** Short problem **
Could you return, word for word, the lines of the material below, starting with the line that contains "Note: we are tagging the mint sprig" and running through the last line of the material, with both ends included?

Records in a dataset:
+++++
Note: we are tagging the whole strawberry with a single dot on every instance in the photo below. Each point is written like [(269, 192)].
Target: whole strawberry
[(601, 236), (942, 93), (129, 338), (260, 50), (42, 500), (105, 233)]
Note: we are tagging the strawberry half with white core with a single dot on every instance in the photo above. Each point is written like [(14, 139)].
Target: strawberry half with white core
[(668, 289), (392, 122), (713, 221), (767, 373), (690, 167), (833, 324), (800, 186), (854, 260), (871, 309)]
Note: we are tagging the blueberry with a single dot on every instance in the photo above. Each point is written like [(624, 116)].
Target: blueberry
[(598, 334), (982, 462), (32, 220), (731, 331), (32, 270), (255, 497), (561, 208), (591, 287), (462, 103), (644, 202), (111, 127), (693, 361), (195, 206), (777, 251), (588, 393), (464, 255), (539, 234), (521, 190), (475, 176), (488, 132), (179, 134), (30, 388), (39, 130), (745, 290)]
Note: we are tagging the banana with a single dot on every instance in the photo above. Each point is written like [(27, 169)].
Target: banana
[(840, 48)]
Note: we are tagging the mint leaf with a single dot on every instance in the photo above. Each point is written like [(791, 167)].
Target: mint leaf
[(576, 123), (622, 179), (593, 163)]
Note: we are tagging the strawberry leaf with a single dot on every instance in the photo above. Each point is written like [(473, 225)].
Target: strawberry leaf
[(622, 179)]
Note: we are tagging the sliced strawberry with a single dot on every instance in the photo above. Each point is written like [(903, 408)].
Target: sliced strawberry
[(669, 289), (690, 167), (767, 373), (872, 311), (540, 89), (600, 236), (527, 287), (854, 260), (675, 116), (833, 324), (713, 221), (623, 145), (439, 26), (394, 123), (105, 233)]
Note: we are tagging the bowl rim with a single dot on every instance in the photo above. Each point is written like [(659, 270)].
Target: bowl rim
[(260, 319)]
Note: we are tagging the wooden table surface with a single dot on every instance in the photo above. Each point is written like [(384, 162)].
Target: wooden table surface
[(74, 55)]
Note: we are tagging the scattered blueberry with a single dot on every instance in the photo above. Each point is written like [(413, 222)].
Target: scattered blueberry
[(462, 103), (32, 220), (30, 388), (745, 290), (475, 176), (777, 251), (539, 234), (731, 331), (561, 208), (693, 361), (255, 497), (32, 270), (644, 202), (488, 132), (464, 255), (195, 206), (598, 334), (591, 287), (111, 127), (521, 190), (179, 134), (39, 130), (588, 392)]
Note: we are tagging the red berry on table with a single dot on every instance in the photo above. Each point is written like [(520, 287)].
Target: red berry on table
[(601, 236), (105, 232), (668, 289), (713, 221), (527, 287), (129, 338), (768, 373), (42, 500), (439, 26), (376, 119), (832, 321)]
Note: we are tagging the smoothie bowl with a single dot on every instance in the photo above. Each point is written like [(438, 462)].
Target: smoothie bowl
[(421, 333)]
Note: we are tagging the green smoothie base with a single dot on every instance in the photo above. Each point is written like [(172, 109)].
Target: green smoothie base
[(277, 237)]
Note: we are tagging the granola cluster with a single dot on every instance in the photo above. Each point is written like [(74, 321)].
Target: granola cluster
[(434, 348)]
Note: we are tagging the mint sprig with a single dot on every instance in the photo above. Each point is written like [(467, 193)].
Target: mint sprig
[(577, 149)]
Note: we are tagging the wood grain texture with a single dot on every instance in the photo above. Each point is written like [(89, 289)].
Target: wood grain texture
+++++
** Result **
Note: we are tagging the mint sprig with a single dot on every instance in the photo above. Each point is written like [(467, 193)].
Target: mint sprig
[(577, 149)]
Note: we are tagging the wood grain texture with a single dot on every instance in the photo above. Each point is written like [(89, 289)].
Target: wood grain texture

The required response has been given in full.